TASK DETAILS:
Copy the entries below, changing every "example of the format" to "sample of the format" and leaving everything else unchanged.
========================================
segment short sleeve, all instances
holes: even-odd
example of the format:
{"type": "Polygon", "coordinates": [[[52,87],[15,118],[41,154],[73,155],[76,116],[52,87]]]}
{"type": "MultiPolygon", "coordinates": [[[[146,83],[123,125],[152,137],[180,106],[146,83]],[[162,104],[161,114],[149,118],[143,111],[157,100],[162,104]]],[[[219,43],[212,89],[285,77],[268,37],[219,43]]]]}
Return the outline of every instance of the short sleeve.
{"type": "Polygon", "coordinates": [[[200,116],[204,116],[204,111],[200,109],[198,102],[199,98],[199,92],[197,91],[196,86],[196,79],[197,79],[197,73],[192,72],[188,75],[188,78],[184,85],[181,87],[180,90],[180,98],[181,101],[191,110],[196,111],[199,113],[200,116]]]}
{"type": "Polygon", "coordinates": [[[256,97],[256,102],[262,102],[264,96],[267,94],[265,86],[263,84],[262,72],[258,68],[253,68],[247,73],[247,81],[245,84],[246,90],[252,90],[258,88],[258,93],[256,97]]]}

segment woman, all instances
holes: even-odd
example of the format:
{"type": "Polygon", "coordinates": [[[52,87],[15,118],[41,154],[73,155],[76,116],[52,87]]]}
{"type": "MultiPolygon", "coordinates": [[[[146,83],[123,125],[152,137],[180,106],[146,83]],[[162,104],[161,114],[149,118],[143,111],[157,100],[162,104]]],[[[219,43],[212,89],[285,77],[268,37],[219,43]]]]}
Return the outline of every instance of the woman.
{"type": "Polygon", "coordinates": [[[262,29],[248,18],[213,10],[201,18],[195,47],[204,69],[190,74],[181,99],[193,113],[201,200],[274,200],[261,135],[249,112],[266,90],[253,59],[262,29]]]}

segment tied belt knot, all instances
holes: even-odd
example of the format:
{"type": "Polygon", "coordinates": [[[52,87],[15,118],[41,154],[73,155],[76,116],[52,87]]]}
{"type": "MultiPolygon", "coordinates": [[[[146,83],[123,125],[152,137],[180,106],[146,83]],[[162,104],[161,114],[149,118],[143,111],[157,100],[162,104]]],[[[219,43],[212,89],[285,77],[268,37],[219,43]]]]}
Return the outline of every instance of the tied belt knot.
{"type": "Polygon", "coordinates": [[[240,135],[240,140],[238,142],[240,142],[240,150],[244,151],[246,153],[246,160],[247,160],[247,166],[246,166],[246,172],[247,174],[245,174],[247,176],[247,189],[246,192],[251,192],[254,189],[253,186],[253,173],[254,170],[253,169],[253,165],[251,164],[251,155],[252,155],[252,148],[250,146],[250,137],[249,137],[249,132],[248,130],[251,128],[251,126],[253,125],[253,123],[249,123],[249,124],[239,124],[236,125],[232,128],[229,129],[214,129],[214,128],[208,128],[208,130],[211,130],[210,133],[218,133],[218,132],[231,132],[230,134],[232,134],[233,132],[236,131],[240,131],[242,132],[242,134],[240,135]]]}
========================================
OUTPUT BELOW:
segment short sleeve, all instances
holes: even-odd
sample of the format:
{"type": "Polygon", "coordinates": [[[52,87],[15,118],[41,154],[73,155],[76,116],[52,87]]]}
{"type": "MultiPolygon", "coordinates": [[[[146,83],[123,125],[152,137],[180,106],[146,83]],[[162,104],[161,114],[149,118],[143,111],[157,100],[162,104]]],[[[219,43],[212,89],[285,77],[268,37],[219,43]]]]}
Return the outline of every instance of the short sleeve.
{"type": "Polygon", "coordinates": [[[200,116],[204,116],[204,111],[200,109],[198,102],[199,98],[199,92],[197,91],[196,86],[196,79],[197,79],[197,73],[192,72],[188,75],[188,78],[184,85],[181,87],[180,90],[180,98],[181,101],[191,110],[196,111],[199,113],[200,116]]]}
{"type": "Polygon", "coordinates": [[[256,97],[256,102],[262,102],[264,96],[267,94],[265,86],[263,84],[262,72],[258,68],[253,68],[247,73],[247,81],[245,84],[246,90],[252,90],[258,88],[258,93],[256,97]]]}

segment woman, all instances
holes: even-odd
sample of the format:
{"type": "Polygon", "coordinates": [[[52,87],[15,118],[41,154],[73,155],[76,116],[52,87]]]}
{"type": "MultiPolygon", "coordinates": [[[[146,83],[123,125],[152,137],[180,106],[146,83]],[[162,104],[161,114],[149,118],[143,111],[157,100],[162,104]]],[[[219,43],[212,89],[285,77],[268,37],[219,43]]]]}
Return the outline of every instance of the woman.
{"type": "Polygon", "coordinates": [[[262,29],[248,18],[213,10],[201,18],[195,47],[204,69],[190,74],[181,99],[193,113],[201,200],[274,200],[261,135],[249,112],[266,90],[253,59],[262,29]]]}

segment tied belt knot, all instances
holes: even-odd
sample of the format:
{"type": "Polygon", "coordinates": [[[52,87],[15,118],[41,154],[73,155],[76,116],[52,87]]]}
{"type": "MultiPolygon", "coordinates": [[[[146,83],[123,125],[152,137],[180,106],[146,83]],[[162,104],[161,114],[149,118],[143,111],[157,100],[162,104]]],[[[219,43],[212,89],[285,77],[268,37],[219,43]]]]}
Return the outline of every instance of the tied belt knot.
{"type": "Polygon", "coordinates": [[[240,135],[240,140],[238,142],[240,142],[240,150],[244,151],[246,153],[246,160],[247,160],[247,166],[246,166],[246,172],[247,174],[245,174],[247,176],[247,189],[246,192],[251,192],[254,189],[253,186],[253,173],[254,170],[253,169],[253,165],[251,164],[251,155],[252,155],[252,148],[250,146],[250,137],[249,137],[249,132],[248,130],[251,128],[251,126],[253,125],[253,123],[249,123],[249,124],[239,124],[236,125],[232,128],[229,129],[214,129],[214,128],[208,128],[208,130],[211,130],[210,133],[218,133],[218,132],[231,132],[230,134],[232,134],[233,132],[236,131],[240,131],[242,132],[242,134],[240,135]]]}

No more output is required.